SUPPLIED ENTRIES -

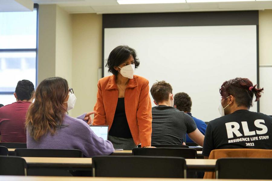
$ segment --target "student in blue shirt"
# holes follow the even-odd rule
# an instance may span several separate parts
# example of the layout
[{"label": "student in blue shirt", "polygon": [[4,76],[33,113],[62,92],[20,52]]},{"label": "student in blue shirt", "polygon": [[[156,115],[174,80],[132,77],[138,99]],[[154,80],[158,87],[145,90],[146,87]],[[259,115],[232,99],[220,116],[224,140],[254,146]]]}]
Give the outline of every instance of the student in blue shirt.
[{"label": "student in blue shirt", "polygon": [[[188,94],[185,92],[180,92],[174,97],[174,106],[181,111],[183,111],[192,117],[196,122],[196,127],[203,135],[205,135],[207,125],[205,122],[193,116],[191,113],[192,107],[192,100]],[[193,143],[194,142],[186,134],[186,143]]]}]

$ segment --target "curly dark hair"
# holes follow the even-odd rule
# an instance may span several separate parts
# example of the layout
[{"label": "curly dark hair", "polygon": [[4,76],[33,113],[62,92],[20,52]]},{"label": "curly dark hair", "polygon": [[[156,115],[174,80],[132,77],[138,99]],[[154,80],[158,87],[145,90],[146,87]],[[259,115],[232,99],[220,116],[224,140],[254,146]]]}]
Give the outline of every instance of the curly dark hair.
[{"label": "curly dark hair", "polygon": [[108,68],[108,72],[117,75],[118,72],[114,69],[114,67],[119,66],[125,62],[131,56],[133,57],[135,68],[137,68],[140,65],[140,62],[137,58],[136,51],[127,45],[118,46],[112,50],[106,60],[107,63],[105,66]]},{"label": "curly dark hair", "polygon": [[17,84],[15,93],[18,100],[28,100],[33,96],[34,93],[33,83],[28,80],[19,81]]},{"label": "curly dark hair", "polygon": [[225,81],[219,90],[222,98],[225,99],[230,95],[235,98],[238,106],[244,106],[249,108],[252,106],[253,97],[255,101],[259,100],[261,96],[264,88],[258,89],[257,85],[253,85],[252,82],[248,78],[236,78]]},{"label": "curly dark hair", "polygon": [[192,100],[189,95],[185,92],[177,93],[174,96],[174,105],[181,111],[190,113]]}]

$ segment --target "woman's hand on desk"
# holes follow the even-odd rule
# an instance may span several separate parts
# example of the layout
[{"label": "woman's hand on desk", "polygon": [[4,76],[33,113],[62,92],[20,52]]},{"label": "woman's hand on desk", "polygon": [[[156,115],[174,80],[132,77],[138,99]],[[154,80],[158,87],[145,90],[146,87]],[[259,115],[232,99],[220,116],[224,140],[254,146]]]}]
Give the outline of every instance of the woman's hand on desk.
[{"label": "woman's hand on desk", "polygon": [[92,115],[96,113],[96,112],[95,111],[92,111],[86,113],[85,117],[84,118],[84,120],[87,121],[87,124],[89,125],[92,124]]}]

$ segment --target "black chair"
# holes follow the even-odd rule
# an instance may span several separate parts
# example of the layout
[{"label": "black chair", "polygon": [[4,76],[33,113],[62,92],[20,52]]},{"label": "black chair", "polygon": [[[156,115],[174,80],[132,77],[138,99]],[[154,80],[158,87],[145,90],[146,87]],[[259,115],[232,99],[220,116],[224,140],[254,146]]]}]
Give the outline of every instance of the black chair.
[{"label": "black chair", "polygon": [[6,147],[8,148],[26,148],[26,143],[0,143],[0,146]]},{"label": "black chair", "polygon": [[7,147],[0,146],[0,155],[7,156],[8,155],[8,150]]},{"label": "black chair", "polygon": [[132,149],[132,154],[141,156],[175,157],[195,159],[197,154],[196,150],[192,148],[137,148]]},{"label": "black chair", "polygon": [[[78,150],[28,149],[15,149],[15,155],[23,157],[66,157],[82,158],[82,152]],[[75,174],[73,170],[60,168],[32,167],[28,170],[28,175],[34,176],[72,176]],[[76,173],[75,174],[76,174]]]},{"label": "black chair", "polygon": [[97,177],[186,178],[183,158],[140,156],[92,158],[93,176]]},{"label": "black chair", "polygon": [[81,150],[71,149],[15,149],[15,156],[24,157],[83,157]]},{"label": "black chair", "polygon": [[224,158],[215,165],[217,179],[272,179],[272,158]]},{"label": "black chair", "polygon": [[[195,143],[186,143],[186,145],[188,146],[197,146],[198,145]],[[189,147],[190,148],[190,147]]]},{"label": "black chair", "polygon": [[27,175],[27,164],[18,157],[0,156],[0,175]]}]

* * *

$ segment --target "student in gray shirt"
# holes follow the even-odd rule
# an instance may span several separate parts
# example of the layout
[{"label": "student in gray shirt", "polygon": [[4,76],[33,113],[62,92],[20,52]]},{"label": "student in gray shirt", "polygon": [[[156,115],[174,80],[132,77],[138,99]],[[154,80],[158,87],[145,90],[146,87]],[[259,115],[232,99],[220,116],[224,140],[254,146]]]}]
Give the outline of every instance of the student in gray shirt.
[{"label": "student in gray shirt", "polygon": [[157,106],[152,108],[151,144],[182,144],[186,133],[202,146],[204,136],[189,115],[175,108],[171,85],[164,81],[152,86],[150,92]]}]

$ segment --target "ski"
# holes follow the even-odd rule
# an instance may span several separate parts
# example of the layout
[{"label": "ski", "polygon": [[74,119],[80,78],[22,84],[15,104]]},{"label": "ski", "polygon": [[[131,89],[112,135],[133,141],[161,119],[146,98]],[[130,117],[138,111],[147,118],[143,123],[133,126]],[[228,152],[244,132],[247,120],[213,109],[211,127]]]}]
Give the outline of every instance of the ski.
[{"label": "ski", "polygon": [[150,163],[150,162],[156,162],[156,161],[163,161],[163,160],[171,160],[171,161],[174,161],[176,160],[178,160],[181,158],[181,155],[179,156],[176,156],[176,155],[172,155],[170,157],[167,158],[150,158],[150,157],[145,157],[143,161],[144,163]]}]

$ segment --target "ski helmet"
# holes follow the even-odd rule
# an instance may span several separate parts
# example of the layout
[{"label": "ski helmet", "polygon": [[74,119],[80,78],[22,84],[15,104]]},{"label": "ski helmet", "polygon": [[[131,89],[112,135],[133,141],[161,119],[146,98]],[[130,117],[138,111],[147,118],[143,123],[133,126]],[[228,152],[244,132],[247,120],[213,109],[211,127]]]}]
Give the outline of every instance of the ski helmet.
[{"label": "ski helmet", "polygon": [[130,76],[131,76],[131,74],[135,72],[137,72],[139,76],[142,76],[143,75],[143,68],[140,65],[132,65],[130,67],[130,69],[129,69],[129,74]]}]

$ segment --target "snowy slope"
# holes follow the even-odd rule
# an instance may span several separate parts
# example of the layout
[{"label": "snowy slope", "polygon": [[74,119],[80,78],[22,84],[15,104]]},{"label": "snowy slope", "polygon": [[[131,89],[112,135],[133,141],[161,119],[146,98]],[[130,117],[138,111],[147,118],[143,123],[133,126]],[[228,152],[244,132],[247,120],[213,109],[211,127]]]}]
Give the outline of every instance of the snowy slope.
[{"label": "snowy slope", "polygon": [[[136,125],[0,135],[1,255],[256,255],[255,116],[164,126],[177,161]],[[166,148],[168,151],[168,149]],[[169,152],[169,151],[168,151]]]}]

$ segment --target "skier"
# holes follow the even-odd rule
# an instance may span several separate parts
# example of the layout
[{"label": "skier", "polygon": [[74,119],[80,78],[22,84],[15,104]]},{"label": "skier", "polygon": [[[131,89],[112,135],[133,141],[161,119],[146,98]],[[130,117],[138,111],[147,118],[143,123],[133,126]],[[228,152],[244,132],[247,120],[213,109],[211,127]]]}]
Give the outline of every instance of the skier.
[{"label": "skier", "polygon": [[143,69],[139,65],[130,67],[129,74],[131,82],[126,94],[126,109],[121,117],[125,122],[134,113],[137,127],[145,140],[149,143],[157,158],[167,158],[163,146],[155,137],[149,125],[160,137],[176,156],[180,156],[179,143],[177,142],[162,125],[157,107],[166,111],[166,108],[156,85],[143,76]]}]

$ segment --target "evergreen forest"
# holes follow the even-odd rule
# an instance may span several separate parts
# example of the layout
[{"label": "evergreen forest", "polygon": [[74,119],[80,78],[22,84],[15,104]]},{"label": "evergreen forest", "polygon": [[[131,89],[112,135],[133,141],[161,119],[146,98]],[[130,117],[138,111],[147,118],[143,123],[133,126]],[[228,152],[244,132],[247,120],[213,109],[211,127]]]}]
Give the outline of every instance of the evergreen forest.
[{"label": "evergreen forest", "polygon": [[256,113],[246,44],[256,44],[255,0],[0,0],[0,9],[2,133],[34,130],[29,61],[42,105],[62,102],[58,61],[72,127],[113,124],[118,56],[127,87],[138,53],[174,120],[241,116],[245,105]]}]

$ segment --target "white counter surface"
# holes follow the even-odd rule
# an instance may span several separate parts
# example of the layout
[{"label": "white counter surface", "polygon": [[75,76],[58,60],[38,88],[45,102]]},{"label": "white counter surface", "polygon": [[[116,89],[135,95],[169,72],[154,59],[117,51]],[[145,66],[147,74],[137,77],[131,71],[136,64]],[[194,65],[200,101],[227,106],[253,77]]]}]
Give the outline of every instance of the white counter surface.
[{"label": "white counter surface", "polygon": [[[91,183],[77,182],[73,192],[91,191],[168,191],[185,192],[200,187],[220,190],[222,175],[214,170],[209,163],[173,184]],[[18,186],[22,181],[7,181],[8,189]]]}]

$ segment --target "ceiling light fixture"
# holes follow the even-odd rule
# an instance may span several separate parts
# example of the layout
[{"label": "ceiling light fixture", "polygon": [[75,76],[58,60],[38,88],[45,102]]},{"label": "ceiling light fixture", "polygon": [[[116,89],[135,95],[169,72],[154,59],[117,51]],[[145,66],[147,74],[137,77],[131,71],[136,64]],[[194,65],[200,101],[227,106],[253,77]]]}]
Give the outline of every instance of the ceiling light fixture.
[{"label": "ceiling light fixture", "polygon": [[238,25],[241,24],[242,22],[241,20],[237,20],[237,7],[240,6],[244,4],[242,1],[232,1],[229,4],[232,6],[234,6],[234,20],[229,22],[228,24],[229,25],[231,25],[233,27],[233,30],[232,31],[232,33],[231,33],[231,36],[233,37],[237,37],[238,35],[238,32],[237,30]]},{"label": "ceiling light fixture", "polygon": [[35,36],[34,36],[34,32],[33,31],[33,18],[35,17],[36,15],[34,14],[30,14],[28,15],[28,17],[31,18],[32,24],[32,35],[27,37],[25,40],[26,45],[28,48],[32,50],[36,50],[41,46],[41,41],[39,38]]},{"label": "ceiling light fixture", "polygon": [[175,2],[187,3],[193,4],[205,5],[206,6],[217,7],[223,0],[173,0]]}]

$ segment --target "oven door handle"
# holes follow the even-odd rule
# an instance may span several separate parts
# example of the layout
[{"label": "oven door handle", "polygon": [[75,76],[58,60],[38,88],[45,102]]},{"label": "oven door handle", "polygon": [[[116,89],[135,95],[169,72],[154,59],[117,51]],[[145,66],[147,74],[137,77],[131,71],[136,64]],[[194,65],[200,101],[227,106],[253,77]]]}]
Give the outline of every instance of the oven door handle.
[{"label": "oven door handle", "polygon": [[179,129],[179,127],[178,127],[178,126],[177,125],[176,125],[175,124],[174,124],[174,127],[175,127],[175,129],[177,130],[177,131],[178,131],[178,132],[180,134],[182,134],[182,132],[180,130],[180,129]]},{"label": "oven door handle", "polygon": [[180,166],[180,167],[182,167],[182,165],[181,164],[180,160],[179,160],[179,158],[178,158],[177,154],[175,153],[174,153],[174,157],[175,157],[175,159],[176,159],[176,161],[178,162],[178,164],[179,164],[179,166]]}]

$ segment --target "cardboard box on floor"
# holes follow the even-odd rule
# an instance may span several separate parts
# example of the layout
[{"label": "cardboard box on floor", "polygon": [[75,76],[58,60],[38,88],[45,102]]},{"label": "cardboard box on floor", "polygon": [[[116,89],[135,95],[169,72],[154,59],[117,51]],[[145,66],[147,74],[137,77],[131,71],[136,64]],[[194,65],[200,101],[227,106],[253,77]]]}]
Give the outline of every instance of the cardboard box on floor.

---

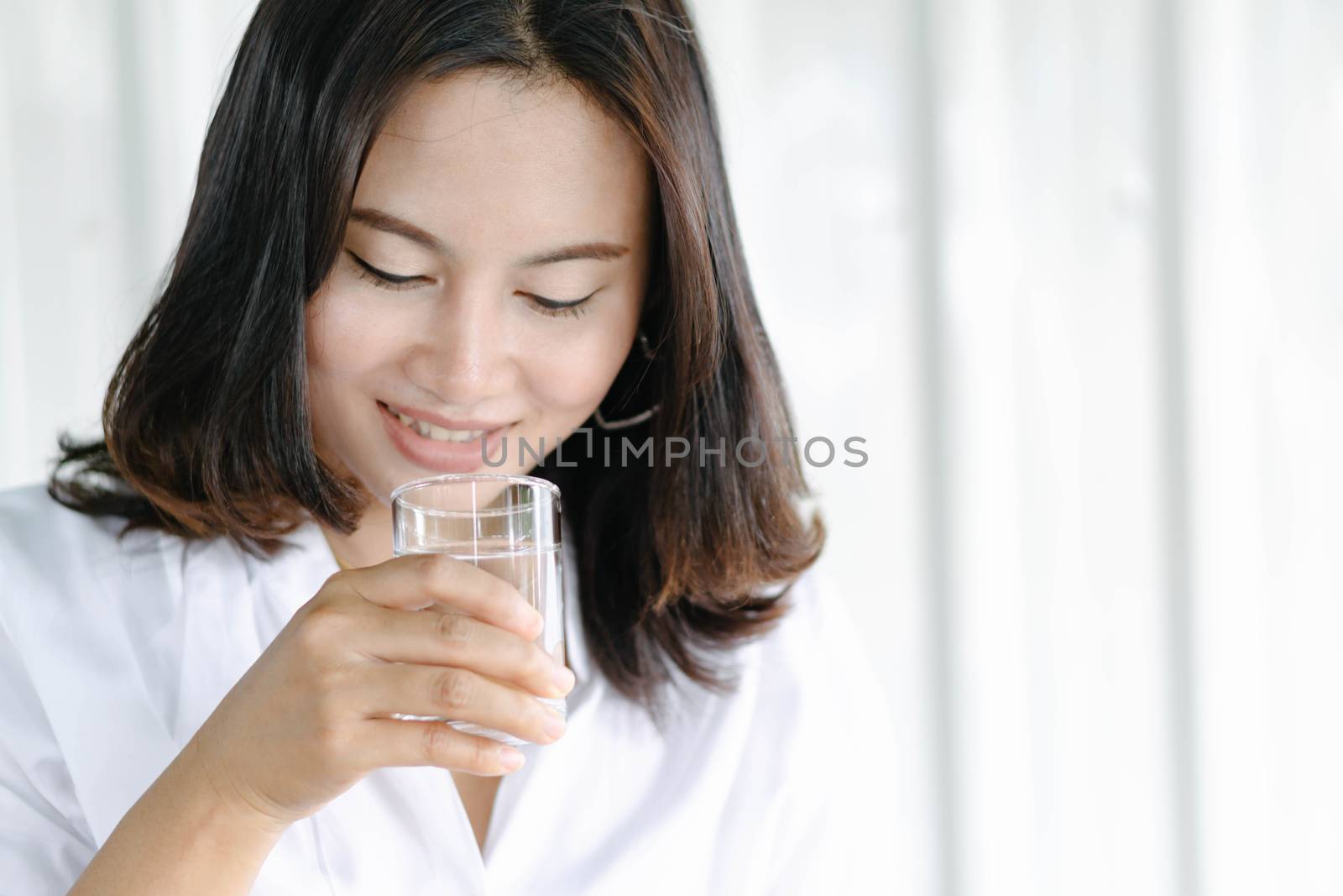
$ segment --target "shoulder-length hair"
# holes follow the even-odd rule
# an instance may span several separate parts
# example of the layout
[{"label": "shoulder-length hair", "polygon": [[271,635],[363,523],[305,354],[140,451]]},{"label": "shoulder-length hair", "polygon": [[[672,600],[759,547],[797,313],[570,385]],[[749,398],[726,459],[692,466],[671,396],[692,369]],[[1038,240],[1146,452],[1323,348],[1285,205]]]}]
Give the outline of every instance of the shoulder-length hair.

SET TASK - How many lines in the rows above contain the string "gray"? Give only the number.

TASK RESULT - 4